* Work to complete *
All records given below must be printed word for word.

######

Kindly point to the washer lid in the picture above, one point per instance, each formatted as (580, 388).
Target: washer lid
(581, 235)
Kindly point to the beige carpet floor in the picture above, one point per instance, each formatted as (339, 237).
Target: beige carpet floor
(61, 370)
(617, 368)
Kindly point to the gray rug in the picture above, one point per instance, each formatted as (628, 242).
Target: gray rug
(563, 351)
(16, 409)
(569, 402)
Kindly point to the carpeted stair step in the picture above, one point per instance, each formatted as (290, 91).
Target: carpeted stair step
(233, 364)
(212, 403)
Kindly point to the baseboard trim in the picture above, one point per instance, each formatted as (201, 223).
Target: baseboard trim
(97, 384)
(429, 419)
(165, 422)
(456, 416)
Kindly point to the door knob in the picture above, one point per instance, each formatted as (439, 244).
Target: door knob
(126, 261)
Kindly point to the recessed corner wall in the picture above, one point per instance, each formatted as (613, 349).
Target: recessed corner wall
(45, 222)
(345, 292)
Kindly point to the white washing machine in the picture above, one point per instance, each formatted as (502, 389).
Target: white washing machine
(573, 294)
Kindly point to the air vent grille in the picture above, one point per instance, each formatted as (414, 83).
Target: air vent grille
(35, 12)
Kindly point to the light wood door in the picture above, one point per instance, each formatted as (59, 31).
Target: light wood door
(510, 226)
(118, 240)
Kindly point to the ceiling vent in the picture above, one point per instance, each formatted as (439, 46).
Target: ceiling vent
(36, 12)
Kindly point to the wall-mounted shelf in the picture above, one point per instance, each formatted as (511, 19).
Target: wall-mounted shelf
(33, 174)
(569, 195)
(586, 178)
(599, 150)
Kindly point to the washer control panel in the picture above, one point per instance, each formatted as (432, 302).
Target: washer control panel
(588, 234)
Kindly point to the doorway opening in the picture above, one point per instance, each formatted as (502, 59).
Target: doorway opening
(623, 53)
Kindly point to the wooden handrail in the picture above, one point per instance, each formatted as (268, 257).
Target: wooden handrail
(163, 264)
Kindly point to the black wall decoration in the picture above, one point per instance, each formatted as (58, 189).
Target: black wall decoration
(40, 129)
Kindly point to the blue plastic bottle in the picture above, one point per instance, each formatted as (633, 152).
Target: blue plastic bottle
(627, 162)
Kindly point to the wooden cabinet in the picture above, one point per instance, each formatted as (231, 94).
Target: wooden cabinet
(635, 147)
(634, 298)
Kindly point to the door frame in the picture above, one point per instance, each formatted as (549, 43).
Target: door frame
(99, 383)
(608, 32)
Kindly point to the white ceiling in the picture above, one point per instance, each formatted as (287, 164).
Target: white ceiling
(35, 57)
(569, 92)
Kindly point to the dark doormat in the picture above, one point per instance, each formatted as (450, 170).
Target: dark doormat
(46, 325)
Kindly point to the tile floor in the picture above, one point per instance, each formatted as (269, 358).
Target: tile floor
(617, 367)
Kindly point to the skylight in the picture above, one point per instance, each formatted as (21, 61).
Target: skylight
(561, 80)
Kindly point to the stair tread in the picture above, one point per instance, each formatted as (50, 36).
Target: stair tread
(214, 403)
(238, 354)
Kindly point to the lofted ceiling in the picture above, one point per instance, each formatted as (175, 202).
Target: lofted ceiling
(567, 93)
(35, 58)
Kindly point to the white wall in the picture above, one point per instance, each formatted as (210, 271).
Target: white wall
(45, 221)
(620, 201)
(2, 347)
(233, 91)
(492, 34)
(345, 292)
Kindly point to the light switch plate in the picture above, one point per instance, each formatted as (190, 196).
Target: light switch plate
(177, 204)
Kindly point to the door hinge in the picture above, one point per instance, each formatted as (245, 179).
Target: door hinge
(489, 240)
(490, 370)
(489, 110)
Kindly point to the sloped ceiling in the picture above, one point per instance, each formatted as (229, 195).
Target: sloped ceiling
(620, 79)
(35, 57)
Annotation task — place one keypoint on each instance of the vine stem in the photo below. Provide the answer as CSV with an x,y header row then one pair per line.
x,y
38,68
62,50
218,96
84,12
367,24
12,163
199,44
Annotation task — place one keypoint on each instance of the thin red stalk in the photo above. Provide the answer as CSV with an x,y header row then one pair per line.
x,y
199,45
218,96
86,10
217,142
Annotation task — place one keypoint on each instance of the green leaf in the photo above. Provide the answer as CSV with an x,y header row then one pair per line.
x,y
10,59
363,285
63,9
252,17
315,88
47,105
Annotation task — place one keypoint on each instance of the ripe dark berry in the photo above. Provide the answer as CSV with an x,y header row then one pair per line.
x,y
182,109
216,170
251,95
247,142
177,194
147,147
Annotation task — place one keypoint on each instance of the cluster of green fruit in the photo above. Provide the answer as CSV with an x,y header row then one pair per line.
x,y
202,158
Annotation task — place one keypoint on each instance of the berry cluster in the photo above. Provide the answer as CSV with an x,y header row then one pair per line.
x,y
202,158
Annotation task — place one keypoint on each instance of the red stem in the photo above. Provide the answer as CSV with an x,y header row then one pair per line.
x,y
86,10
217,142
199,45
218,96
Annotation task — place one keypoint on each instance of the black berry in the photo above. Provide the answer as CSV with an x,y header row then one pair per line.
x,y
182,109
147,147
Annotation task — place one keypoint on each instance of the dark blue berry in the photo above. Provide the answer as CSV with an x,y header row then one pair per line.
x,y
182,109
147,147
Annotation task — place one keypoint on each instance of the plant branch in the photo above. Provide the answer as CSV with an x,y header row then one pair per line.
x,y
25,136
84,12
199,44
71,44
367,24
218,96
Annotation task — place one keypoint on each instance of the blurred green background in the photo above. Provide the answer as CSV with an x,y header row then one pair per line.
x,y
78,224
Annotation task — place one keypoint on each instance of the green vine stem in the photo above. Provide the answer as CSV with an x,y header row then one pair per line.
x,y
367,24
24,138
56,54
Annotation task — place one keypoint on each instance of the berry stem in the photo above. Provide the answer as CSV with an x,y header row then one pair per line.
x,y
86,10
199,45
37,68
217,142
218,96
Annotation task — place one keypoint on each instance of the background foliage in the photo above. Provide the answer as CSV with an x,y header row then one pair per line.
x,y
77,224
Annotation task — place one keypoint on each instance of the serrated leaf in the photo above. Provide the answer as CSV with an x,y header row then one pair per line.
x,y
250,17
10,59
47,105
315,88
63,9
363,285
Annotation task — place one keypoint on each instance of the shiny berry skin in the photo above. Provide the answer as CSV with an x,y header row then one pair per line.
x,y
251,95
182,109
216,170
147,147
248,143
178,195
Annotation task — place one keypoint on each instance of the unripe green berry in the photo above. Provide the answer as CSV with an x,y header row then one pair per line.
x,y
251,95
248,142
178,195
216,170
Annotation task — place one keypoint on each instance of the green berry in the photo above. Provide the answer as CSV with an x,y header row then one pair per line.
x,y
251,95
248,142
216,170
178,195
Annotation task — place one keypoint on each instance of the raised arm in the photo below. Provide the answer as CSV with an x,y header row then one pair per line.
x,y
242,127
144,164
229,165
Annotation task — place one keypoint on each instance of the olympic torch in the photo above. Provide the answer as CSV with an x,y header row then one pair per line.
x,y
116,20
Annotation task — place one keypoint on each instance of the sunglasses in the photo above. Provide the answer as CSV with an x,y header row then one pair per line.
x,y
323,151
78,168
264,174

######

* Result for this task *
Kindly point to the washer lid in the picture above, one point per instance, each formatted as (580, 388).
Target: washer lid
(581, 235)
Kindly point to the beige carpet floor in the picture above, one point per instance, each formatted as (339, 237).
Target: beige carpet floor
(61, 370)
(617, 368)
Kindly point to the gray rug in the picture above, one point per instance, each formatted as (628, 242).
Target: gray rug
(563, 351)
(16, 409)
(569, 402)
Kindly point to the carpeted stair step in the picture above, one point per instance, each formatted as (290, 91).
Target: carpeted stair step
(233, 364)
(212, 403)
Kindly point to the baseboard trim in the picture above, one point per instance, each formatted as (201, 223).
Target: baseboard trim
(97, 384)
(429, 419)
(165, 422)
(456, 416)
Kindly point to the door knob in the picture above, one point per instance, each formatted as (439, 244).
Target: door knob
(126, 261)
Kindly point to the recessed corner wall in the picture above, one point per instance, each formatted as (613, 349).
Target: recessed corner wall
(45, 222)
(345, 292)
Kindly point to the white washing machine in the picture above, one point per instance, each formatted as (502, 389).
Target: white washing machine
(573, 294)
Kindly point to the air vent grille in the picture above, one point per instance, each formatted as (414, 83).
Target: air vent grille
(35, 12)
Kindly point to the light wood door in the picture above, one point per instance, each formatted as (59, 31).
Target: light wood door
(510, 226)
(118, 240)
Kindly point to the ceiling vent in the picture above, one point per instance, each formatted as (439, 46).
Target: ceiling vent
(36, 12)
Kindly point to the wall-mounted shelf in the picture above, one point per instance, each formatted as (511, 19).
Target: wall-mounted shelf
(33, 174)
(569, 195)
(586, 178)
(599, 150)
Kindly point to the washer control panel in the picture above, one point per instance, each formatted as (432, 302).
Target: washer control panel
(588, 234)
Kindly point to the doorway opening in the picture above, one point per instance, each formatted as (502, 59).
Target: doorway opening
(623, 53)
Kindly point to the wooden handrail in the picture above, one point per instance, each formatted as (268, 257).
Target: wooden handrail
(163, 264)
Kindly point to the black wall decoration in the picture above, one point per instance, each formatted as (58, 189).
Target: black wall decoration
(40, 129)
Kindly point to the blue plastic bottle in the picture above, one point per instance, each formatted as (633, 152).
Target: blue plastic bottle
(627, 162)
Kindly point to the wooden cabinet in the picture above, one point per instance, each formatted as (231, 94).
Target: wooden cabinet
(635, 147)
(634, 298)
Kindly point to the door frame in the picture above, one point per instance, each formatted as (549, 43).
Target: door frame
(99, 383)
(608, 32)
Kindly point to the white ceiling in the picture above, one point per instance, each formatted as (287, 164).
Target: white ceiling
(35, 57)
(569, 92)
Kindly point to the dark doormat in the picture above, one point per instance, each formatted as (450, 170).
Target: dark doormat
(46, 325)
Kindly point to the tile floor in the picture above, one point per instance, each formatted as (269, 358).
Target: tile floor
(617, 367)
Kindly point to the skylight in the picture above, one point per instance, each formatted as (21, 61).
Target: skylight
(561, 80)
Kindly point to the stair tread in the picture above, one point per instance, each formatted as (50, 36).
Target: stair tread
(214, 403)
(238, 354)
Kindly point to the lofted ceiling in the picture above, one point per instance, each formatted as (175, 202).
Target: lofted ceiling
(567, 93)
(35, 58)
Kindly point to the white wall in the picture above, one point per instance, each formatted as (210, 271).
Target: white wall
(45, 221)
(620, 201)
(2, 347)
(233, 91)
(492, 34)
(345, 292)
Kindly point to the light switch plate in the picture above, one point per instance, each formatted as (190, 196).
Target: light switch plate
(177, 204)
Kindly point to the door hinge in the picture above, one point per instance, each formatted as (245, 179).
Target: door hinge
(489, 240)
(490, 370)
(489, 110)
Kindly point to the sloped ceiling in the picture above, one point per instance, each formatted as (229, 195).
Target: sloped ceiling
(620, 79)
(35, 57)
Annotation task — place one keypoint on each instance of the vine stem in the photo below. Provide the answer as CSV with an x,y header row then one pair per line.
x,y
38,68
62,50
218,96
84,12
367,24
12,163
199,44
Annotation task — place one keypoint on each instance of the thin red stalk in the photo above. Provide the answer as CSV with an x,y header row then one pair per line.
x,y
199,45
218,96
86,10
217,142
Annotation task — place one keypoint on each instance of the green leaf in the photo above. Provide the answer as CSV with an x,y header row then one pair per line.
x,y
10,59
363,285
63,9
252,17
315,88
47,105
Annotation task — place one keypoint on each instance of the ripe dark berry in the photo above. Provide the answer as CSV with an x,y header row then one pair per line.
x,y
182,109
216,170
251,95
247,142
177,194
147,147
Annotation task — place one keypoint on each instance of the cluster of green fruit in the photo above. Provide the answer as CSV with an x,y header row then one pair per line.
x,y
202,158
Annotation task — place one keypoint on each instance of the berry cluster in the photo above. Provide the answer as CSV with an x,y header row then one pair per line.
x,y
202,158
Annotation task — place one keypoint on each instance of the red stem in the photo above. Provide the answer as CSV with an x,y header row then one pair per line.
x,y
86,10
217,142
199,45
218,96
Annotation task — place one keypoint on each instance of the black berry in the photo above. Provide the answer as CSV with an x,y header row then one pair per line.
x,y
182,109
147,147
Annotation task — place one keypoint on each instance of the dark blue berry in the photo above. Provide the answer as CSV with an x,y header row then one pair per line.
x,y
182,109
147,147
Annotation task — place one keypoint on each instance of the plant branch in the photo above. Provide the answer as CSV with an x,y header row then one pair per line.
x,y
25,136
84,12
199,44
71,44
367,24
218,96
Annotation task — place one keypoint on each instance of the blurred green background in the photo above. Provide the answer as CSV with an x,y header row then one pair per line.
x,y
78,224
Annotation task — place one keypoint on each instance of the green vine stem in the photo above. Provide the answer as CSV with an x,y header row then one pair per line.
x,y
367,24
24,138
56,54
Annotation task — place one keypoint on each instance of the berry stem in the photo above. Provide the answer as CSV with an x,y header row then one pair per line.
x,y
86,10
199,45
37,68
217,142
218,96
Annotation task — place one keypoint on each instance of the background foliage in the photo above. Provide the answer as CSV with an x,y header row then one pair per line.
x,y
77,224
Annotation task — place one keypoint on each instance of the serrated leaf in the photo above. Provide the answer as CSV with an x,y header row then one pair per line.
x,y
250,17
10,59
47,105
315,88
63,9
363,285
Annotation task — place one keypoint on each instance of the shiny berry skin in the photo above. Provide the answer as CSV with an x,y header row then one pair per line.
x,y
251,95
182,109
216,170
147,147
248,143
178,195
Annotation task — place one keypoint on each instance of the unripe green berry in the photo above. Provide the answer as CSV with an x,y header row then one pair per line.
x,y
251,95
248,142
178,195
216,170
Annotation task — place one keypoint on each instance of the green berry in the photo above. Provide the answer as CSV with an x,y header row then one pair per line.
x,y
251,95
248,142
216,170
178,195
Annotation task — place one keypoint on each instance of the raised arm in the photo below. Provide the answer as CSV with an x,y header row then one pair per line.
x,y
242,127
144,164
229,165
Annotation task — place one keypoint on each instance of the olympic torch in the photo above. Provide the answer as CSV with an x,y header row then one pair per line.
x,y
116,20
Annotation task — place one keypoint on each instance of the sunglasses in the photo above. Provide the answer as CSV with an x,y header row then one pair per line.
x,y
323,151
78,168
264,174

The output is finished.